# [PROBLEM]
Report every line in the rows below that contains the word "bollard", copying each one in full.

** Begin DATASET EXCERPTS **

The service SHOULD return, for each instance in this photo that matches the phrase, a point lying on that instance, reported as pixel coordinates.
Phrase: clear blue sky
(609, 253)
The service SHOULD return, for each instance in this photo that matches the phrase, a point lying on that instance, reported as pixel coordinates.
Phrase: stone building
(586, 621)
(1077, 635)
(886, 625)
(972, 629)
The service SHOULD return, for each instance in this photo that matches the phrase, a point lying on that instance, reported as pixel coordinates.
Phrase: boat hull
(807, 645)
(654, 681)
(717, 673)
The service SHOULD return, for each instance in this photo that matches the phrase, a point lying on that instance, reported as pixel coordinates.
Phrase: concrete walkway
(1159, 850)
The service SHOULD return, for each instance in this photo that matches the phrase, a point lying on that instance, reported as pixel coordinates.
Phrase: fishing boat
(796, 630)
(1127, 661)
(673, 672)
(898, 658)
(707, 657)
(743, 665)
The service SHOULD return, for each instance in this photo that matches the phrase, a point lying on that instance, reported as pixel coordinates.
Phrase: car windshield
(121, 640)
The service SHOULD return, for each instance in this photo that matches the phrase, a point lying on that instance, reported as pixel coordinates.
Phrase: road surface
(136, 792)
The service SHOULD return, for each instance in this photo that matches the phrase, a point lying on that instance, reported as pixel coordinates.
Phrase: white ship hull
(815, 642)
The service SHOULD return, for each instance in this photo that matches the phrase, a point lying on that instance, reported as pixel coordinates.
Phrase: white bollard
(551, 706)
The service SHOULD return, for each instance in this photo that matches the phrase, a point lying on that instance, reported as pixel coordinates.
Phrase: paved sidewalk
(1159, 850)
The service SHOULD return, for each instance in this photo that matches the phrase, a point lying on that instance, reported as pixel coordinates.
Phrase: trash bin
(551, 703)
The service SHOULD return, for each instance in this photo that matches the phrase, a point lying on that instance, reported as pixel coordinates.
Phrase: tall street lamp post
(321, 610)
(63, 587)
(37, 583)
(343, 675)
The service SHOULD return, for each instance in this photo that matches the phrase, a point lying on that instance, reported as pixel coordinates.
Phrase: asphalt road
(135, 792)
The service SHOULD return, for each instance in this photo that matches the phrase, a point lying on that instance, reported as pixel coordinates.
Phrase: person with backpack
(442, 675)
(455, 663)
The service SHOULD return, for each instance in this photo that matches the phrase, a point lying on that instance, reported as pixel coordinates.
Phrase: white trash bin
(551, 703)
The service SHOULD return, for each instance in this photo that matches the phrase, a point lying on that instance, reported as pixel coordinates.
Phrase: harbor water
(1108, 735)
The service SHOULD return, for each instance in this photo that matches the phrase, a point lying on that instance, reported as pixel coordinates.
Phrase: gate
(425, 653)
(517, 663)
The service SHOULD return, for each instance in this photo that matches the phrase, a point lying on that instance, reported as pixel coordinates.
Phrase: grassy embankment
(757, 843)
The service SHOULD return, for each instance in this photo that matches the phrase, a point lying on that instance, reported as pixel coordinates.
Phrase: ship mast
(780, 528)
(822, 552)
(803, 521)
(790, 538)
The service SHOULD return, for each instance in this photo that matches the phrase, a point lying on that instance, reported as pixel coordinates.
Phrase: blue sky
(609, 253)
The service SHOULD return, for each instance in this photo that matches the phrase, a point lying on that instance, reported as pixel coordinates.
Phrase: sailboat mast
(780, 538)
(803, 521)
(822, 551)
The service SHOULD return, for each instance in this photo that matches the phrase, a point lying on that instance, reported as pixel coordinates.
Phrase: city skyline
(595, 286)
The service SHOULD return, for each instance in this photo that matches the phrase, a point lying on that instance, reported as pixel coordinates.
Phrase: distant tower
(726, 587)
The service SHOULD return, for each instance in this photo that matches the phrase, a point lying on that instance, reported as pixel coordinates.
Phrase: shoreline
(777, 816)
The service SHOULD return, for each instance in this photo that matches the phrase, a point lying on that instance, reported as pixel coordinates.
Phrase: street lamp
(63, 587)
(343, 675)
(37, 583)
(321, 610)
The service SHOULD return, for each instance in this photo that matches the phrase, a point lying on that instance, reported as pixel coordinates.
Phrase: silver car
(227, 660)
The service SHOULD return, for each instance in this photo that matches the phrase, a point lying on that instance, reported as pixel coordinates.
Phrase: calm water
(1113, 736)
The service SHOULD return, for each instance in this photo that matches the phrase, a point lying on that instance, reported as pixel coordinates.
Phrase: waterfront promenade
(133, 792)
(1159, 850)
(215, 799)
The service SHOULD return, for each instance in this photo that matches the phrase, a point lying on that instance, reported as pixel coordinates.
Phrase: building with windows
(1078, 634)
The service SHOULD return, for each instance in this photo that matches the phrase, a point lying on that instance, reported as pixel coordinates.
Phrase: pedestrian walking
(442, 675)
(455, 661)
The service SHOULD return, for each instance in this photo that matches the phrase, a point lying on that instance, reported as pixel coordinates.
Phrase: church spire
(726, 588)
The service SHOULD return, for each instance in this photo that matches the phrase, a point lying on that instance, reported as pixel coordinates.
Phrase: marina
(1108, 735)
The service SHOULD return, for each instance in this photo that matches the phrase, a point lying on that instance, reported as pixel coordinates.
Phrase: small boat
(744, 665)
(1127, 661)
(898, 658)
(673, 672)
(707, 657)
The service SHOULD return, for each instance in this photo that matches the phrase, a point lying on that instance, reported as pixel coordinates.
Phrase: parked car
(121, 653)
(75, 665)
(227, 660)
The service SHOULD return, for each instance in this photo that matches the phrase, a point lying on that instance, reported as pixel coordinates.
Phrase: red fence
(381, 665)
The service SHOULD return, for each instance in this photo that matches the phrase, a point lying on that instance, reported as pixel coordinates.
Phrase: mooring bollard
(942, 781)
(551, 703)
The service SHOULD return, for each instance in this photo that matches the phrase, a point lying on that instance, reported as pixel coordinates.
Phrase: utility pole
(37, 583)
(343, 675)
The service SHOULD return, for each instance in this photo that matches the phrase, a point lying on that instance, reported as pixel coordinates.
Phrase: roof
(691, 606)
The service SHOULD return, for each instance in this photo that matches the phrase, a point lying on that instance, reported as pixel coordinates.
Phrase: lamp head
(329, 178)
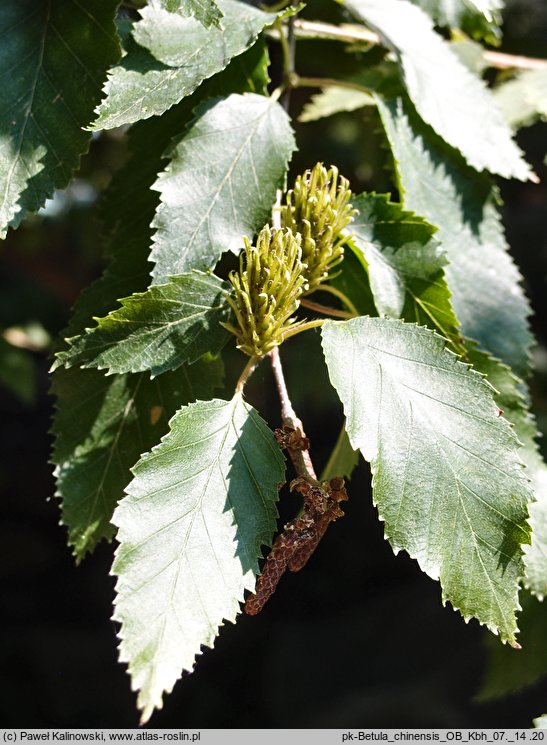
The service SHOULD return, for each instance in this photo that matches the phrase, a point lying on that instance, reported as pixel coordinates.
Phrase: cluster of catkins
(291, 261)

** End DATASET EXCERPTS **
** Begin DATASET EXCERPTS **

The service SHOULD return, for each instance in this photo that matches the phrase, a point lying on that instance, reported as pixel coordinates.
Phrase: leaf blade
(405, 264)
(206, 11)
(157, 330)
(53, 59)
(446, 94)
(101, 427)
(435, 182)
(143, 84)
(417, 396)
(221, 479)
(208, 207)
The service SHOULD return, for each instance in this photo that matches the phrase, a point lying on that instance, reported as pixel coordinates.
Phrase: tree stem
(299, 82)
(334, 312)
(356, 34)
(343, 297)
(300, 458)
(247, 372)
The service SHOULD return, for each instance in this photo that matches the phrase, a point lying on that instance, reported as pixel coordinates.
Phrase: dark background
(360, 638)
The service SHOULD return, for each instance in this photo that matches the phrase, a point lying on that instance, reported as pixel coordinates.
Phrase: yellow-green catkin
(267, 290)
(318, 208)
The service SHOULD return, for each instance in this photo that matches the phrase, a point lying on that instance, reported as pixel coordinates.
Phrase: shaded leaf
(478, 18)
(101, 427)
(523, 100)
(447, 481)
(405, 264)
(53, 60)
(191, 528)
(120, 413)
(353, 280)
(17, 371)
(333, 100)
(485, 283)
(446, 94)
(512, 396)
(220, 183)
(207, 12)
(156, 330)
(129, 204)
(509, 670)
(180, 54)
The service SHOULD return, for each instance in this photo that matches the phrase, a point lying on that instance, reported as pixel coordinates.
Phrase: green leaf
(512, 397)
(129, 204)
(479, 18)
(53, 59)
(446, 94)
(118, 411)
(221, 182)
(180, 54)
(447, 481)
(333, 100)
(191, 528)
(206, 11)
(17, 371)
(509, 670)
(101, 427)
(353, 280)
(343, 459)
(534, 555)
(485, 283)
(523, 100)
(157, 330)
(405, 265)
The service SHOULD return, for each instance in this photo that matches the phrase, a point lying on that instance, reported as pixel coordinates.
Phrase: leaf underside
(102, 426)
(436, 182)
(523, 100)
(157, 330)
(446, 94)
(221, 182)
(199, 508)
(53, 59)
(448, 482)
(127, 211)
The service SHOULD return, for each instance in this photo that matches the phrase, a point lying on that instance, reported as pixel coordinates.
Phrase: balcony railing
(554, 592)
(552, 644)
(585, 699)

** End DATASET EXCERPTS **

# [OUTPUT OF THE TASK]
Phrase: white bollard
Phrase: mooring bollard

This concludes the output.